ページ:

科学的な成長のセオリーや、「きっかけ」「行動」「報酬」の話、「停滞」の乗り越え方について話をしましたが、その中で「難易度の調整」が非常に鍵を握るという話をしました。

最後に「経験学習サイクル」を回すという話をしていきたいと思います。マネージャーが支援をしても飲み込みが良くないメンバーって、やはり現実にいるわけですよね。教えてもなかなかうまくできない人はいたりします。

じゃあ、これをどういうふうに支援するかということなんですが、逆に「自律的にうまくいっている人ってどうなっているのか?」ということから考えてみましょう。

デービッド・コルブという人が「経験学習サイクル」というコンセプトを提唱しています。まず、人が成長する時には具体的な経験があり、それに対する振り返りをし、そしてキーワード化し、それをまた試してみる。これが繰り返される時に成長がされているということです。

少し具体的な例を挙げてみたいと思います。経験学習サイクルが回っている例と回っていない例です。例えば「商談でいつもと少し違うお客さまの反応があった」という経験があったとします。

経験の後は振り返りですよね。「あれ? いつもの商談に比べて、お客さまが課題を率直に話してくれたな。こんなふうに率直に話していただけることって、いつもはなかなかないんだけど、何が良かったんだろうか?」と振り返ります。

データセット:
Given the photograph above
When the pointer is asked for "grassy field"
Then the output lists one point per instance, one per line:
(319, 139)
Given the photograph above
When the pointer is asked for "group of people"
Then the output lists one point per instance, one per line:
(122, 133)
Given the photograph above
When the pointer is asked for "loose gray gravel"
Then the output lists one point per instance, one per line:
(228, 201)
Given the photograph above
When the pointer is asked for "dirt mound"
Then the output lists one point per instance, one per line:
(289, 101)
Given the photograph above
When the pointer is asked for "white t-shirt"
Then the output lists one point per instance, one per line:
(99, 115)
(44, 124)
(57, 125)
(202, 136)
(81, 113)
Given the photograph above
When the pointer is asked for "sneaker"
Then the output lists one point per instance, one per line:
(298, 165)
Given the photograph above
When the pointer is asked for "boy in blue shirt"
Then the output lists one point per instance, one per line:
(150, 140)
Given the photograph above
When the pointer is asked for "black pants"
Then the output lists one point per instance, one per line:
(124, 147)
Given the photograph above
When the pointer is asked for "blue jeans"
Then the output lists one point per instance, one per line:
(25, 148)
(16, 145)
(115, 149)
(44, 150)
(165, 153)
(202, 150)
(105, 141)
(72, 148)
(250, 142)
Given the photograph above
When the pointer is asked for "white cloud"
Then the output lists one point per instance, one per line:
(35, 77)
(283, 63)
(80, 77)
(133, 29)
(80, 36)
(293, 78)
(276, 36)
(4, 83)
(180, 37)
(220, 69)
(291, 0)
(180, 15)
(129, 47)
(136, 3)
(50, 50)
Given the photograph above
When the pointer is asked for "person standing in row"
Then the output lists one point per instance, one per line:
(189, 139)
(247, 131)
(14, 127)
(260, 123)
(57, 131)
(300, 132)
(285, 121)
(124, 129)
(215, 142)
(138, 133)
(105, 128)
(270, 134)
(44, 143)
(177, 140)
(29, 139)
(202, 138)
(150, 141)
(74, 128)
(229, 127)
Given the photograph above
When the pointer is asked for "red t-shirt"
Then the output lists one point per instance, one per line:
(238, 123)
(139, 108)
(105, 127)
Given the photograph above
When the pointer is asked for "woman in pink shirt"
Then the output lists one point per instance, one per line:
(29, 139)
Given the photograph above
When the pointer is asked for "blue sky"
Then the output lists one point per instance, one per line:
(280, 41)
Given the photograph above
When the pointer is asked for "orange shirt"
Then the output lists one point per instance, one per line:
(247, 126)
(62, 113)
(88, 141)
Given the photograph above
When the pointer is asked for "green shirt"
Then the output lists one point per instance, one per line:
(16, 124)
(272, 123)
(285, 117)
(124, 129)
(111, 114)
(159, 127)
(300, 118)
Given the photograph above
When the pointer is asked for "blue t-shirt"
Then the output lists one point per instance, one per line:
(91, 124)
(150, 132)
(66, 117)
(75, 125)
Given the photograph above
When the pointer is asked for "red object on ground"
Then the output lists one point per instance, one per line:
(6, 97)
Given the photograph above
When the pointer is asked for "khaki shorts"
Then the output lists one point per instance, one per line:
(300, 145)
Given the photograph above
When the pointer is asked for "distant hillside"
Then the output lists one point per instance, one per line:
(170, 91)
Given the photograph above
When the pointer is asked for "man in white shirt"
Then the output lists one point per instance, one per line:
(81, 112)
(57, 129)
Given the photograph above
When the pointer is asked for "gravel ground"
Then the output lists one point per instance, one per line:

課題の指示:
経験学習サイクルの文章から「最後に「経験学習サイクル」を」から「という経験があったとします。」までを抜き出し、「マネージャー」を「上司」に置き換えて書いてください。 項目は使わなくてもかまいません。

この問題の解答:
最後に「経験学習サイクル」を回すという話をしていきたいと思います。上司が支援をしても飲み込みが良くないメンバーって、やはり現実にいるわけですよね。教えてもなかなかうまくできない人はいたりします。

じゃあ、これをどういうふうに支援するかということなんですが、逆に「自律的にうまくいっている人ってどうなっているのか?」ということから考えてみましょう。

デービッド・コルブという人が「経験学習サイクル」というコンセプトを提唱しています。まず、人が成長する時には具体的な経験があり、それに対する振り返りをし、そしてキーワード化し、それをまた試してみる。これが繰り返される時に成長がされているということです。

少し具体的な例を挙げてみたいと思います。経験学習サイクルが回っている例と回っていない例です。例えば「商談でいつもと少し違うお客さまの反応があった」という経験があったとします。